HOW TO COMPLETE THIS TASK: Return exactly the span of lines that opens with the line containing "of the thick" and closes with the last line of the data, inclusive.

PROVIDED DATA:
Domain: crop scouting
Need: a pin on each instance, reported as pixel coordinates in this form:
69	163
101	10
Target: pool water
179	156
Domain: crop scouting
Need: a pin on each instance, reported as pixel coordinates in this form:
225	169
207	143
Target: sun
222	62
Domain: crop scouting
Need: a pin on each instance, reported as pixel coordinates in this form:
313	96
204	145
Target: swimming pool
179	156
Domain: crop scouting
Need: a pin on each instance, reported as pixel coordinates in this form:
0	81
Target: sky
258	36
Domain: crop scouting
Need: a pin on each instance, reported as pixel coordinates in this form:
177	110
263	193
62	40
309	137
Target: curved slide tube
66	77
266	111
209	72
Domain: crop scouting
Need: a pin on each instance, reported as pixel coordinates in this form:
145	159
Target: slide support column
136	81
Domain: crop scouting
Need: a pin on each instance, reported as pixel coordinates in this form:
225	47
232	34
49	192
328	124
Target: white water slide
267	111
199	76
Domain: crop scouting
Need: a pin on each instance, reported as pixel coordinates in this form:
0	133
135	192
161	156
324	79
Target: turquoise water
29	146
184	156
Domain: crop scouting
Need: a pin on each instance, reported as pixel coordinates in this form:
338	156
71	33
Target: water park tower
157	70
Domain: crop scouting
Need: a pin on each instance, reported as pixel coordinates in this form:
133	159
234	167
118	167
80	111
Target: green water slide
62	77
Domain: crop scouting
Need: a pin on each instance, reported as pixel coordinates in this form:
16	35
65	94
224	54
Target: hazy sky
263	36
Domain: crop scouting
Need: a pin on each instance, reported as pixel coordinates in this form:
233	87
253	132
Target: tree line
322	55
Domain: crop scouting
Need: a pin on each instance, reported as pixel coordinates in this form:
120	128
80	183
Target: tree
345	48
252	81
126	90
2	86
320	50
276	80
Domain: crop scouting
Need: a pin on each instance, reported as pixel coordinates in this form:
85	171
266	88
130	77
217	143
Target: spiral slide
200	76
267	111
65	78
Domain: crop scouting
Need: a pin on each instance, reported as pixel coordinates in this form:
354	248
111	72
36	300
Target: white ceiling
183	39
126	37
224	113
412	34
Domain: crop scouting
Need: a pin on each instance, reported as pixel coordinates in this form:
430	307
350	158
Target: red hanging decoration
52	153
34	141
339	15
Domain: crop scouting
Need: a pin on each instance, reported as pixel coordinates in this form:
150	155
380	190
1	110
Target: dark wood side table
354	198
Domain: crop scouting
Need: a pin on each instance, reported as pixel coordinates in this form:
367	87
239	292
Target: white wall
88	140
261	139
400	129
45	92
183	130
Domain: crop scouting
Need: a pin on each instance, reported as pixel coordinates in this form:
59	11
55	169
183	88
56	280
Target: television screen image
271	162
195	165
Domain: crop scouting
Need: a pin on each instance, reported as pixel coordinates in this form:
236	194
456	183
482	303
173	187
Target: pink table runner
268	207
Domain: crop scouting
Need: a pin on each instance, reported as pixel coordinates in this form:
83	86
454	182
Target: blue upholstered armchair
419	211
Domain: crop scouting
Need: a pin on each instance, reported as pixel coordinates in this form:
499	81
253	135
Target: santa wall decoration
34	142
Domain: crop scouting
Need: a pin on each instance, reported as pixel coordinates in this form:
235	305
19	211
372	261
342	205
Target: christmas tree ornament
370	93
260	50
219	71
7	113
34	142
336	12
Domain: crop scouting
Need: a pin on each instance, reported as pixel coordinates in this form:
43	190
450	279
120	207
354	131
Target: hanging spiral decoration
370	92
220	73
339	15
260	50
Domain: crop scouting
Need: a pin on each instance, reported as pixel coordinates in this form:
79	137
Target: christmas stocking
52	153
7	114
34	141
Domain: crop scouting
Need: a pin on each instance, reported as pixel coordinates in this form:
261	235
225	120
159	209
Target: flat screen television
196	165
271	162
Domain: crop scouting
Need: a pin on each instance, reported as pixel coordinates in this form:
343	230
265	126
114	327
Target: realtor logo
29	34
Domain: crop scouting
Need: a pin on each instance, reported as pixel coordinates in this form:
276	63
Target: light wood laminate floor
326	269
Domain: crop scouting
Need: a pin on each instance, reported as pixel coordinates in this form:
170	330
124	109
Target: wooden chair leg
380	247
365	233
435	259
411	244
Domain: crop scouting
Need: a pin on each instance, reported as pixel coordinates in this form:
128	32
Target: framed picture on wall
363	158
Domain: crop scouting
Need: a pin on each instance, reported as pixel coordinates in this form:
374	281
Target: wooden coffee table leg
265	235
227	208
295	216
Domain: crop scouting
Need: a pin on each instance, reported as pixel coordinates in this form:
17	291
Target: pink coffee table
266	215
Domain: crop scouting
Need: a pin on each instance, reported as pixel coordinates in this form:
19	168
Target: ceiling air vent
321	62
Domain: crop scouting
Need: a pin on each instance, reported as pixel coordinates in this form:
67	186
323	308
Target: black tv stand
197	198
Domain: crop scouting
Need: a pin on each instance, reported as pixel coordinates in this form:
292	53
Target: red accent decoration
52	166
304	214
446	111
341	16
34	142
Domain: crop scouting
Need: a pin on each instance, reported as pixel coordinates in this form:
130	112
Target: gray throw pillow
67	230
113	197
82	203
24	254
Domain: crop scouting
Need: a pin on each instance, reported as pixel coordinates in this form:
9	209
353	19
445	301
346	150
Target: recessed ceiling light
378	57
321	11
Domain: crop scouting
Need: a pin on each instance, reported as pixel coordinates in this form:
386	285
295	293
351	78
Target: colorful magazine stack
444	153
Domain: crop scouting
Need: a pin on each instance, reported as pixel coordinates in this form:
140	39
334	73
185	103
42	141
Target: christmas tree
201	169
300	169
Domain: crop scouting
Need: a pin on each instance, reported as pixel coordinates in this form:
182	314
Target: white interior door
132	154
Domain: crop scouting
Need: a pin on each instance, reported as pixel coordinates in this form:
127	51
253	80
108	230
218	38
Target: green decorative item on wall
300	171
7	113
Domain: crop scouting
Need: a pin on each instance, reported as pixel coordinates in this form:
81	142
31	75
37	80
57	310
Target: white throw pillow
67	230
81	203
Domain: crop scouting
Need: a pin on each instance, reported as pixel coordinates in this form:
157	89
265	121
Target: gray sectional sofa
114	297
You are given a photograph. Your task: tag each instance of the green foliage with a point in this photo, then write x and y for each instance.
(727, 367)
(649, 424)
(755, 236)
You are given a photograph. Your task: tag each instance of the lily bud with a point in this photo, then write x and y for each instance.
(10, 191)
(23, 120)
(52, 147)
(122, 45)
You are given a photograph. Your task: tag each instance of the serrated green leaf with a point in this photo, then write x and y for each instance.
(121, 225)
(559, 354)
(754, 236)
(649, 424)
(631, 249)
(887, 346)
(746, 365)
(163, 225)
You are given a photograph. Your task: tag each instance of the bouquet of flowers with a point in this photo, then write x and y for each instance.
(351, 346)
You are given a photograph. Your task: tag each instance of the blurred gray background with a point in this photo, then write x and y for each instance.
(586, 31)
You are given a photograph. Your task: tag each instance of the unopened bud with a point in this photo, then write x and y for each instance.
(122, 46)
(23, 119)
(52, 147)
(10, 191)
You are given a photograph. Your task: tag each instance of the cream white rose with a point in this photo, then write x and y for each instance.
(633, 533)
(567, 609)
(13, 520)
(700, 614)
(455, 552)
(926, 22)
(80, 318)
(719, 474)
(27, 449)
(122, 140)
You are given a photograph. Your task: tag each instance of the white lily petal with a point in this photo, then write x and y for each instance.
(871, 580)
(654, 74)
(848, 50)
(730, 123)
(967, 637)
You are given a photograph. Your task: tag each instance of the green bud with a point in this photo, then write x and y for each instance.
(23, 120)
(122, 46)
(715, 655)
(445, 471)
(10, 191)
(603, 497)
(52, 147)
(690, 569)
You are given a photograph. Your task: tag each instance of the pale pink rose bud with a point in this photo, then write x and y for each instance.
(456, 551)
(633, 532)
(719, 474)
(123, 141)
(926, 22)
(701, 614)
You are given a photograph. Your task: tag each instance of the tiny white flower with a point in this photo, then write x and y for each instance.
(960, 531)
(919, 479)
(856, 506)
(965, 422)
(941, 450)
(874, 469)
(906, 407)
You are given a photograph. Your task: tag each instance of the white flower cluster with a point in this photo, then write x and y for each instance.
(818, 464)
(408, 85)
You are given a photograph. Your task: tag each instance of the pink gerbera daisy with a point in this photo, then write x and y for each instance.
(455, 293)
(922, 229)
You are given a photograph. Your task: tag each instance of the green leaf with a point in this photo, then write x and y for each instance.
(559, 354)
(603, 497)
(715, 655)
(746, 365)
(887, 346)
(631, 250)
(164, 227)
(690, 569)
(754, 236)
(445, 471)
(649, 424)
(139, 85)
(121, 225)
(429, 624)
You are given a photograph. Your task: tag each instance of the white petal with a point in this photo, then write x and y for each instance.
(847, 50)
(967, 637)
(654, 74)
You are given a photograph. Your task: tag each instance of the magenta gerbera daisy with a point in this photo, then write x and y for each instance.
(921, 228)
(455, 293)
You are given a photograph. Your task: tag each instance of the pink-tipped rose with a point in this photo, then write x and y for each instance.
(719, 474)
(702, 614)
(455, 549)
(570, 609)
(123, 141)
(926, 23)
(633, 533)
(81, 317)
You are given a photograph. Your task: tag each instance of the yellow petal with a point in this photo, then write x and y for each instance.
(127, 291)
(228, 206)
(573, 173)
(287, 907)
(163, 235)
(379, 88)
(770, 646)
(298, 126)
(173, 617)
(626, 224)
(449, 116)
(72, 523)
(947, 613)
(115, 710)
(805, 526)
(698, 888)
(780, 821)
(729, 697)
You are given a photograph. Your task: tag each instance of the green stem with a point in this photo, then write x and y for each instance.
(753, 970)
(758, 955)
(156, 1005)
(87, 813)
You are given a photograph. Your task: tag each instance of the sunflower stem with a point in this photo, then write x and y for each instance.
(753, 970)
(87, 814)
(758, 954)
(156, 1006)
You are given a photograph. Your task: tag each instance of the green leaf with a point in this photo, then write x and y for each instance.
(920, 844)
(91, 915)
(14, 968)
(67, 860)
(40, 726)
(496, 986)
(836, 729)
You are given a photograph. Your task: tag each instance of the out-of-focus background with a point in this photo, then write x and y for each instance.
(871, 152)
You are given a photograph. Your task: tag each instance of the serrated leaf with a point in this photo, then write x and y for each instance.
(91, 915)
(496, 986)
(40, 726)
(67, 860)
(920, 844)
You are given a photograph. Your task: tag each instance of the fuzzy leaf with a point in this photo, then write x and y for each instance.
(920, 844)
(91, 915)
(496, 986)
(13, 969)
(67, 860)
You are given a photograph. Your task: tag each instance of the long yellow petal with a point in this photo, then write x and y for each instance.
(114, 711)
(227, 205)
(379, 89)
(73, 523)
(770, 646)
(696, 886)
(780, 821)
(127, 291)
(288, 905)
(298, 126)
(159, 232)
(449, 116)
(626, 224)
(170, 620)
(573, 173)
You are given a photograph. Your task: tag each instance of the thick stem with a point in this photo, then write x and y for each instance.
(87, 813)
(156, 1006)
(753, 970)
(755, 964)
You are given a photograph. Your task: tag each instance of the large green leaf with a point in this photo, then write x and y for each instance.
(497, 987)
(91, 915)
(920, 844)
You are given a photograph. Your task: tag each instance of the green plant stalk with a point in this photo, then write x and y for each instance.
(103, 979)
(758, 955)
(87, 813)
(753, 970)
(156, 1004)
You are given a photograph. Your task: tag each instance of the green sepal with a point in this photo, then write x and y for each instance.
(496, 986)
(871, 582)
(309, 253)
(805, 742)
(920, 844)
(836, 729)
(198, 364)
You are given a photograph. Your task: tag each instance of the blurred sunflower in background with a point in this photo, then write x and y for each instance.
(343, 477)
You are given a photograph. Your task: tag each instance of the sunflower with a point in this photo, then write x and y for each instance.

RESULT OF THE EXERCISE:
You are given a photograph. Your task: tag each instance of the thick stem with a point in this photo, then write x and y for each instance.
(87, 813)
(156, 1006)
(753, 970)
(755, 964)
You are given a photograph. Your task: tag each instance of the large green leaf with a point in this photo, then write x and y for each instance.
(497, 987)
(91, 915)
(920, 844)
You are given a photograph. Your task: tag each instance of the green plant stalk with a point in this photo, then write x and y for each instance.
(103, 979)
(758, 955)
(87, 813)
(753, 970)
(156, 1004)
You are given a photograph. Your task: tag each instance of the green sepal with a point in this photo, then write x and y for each instance.
(496, 986)
(871, 582)
(309, 253)
(805, 742)
(920, 844)
(836, 729)
(198, 364)
You are given a photograph. Your task: tag each instance of the blurred sunflower in background with a point in this photo, then write x and y for each instance.
(343, 477)
You are given a photograph. Your task: tag each instance of the sunflower with a point in this photo, then write x and y for each instance.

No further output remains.